[抜粋文]:
2015-05-24 23:16:57 | 政治・経済
 政府の新たな安全保障法制について、日増しに懸念の声が高まっている。
 本ブログでも、ここであらためて論評をくわえたい。これまでにも繰り返しいってきたことだが、軍事力で平和は作り出せない。そのことを、あらためて書いておく。
 今回は、軍事的なアプローチが完全に失敗している例として、米国の中東政策をとりあげたい。
 今年に入って、イラク政府は米国の支援のもと、本格的にイスラム国の支配地を奪還する軍事作戦に乗り出している。その一環として、3月31日には中部の要衝ティクリートの奪還を宣言した。だが、これは文句なしに喜べるような事態ではなかった。というのも、奪還後に民兵による大規模な略奪が発生したのだ。朝日新聞電子版の記事によれば、少なくとも住宅67件と店舗85件が略奪されたり焼き討ちにあい、殺害や女性に対する暴行もあったという。

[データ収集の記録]
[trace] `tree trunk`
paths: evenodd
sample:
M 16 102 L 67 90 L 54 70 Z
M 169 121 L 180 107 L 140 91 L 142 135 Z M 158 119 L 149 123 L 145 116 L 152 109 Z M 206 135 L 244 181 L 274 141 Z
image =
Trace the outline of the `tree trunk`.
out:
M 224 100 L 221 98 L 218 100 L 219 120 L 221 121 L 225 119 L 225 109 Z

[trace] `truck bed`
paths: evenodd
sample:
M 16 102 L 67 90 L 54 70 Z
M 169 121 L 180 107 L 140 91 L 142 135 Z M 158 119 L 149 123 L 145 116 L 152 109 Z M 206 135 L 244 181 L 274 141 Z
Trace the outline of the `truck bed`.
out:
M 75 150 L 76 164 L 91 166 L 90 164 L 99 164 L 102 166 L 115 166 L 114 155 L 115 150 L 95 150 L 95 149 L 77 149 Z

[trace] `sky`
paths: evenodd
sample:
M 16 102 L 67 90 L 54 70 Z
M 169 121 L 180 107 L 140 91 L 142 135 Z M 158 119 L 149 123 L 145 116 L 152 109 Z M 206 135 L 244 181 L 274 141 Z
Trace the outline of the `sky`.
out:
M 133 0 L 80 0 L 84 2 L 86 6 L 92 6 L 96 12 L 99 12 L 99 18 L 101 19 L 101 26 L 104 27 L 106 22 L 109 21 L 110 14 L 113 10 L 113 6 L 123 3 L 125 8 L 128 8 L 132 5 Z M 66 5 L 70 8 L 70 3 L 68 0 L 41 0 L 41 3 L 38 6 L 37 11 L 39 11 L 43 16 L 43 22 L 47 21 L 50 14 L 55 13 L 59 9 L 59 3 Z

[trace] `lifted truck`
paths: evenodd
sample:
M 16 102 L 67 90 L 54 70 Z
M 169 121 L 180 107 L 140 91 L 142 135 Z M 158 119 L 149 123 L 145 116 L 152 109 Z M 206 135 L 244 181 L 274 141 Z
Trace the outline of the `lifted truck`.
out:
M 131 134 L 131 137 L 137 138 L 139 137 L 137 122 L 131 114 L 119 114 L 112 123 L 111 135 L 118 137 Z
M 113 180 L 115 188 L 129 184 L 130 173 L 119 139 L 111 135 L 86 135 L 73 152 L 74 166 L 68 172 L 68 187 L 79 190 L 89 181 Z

[指示 1]:
安全保障法制の文章から、「本ブログでも、ここであらため」を含む語句で始まり「に対する暴行もあったという。」で終わる部分をそのまま書き写してください。
[指示 2]:
安全保障法制の文章で、奪還後のティクリートで起きたとされる被害をすべて挙げてください。
[指示 3]:
安全保障法制の文章を、最後の文の後から書き継いでください。

[回答 1]:
本ブログでも、ここであらためて論評をくわえたい。これまでにも繰り返しいってきたことだが、軍事力で平和は作り出せない。そのことを、あらためて書いておく。
 今回は、軍事的なアプローチが完全に失敗している例として、米国の中東政策をとりあげたい。
 今年に入って、イラク政府は米国の支援のもと、本格的にイスラム国の支配地を奪還する軍事作戦に乗り出している。その一環として、3月31日には中部の要衝ティクリートの奪還を宣言した。だが、これは文句なしに喜べるような事態ではなかった。というのも、奪還後に民兵による大規模な略奪が発生したのだ。朝日新聞電子版の記事によれば、少なくとも住宅67件と店舗85件が略奪されたり焼き討ちにあい、殺害や女性に対する暴行もあったという。

[回答 2]:
住宅や店舗の略奪、焼き討ち、殺害、女性に対する暴行

[回答 3]:
 これは、「大都市を攻略するのだから略奪が起きるのはある程度仕方ない」などといって看過できる問題ではない。ここには、戦後のイラクが抱える宗派対立という構造的な問題が潜んでいるのだ。ティクリートを奪還した部隊では、イラク政府の正規軍ではなくシーア派民兵が主力だった。そして、このシーア派民兵が、ティクリートで多数派であるスンニ派住民を略奪の対象としたのである。
 “敵の敵”を自分の味方に引き入れると、どうしてもこういう問題が生じる。共通の敵がいるあいだは結束していられるが、それがなくなると、抑えられていた宗派間・部族間の対立が噴出し、結局昨日までの味方が敵にまわってしまうという事態が往々にして起きるのだ。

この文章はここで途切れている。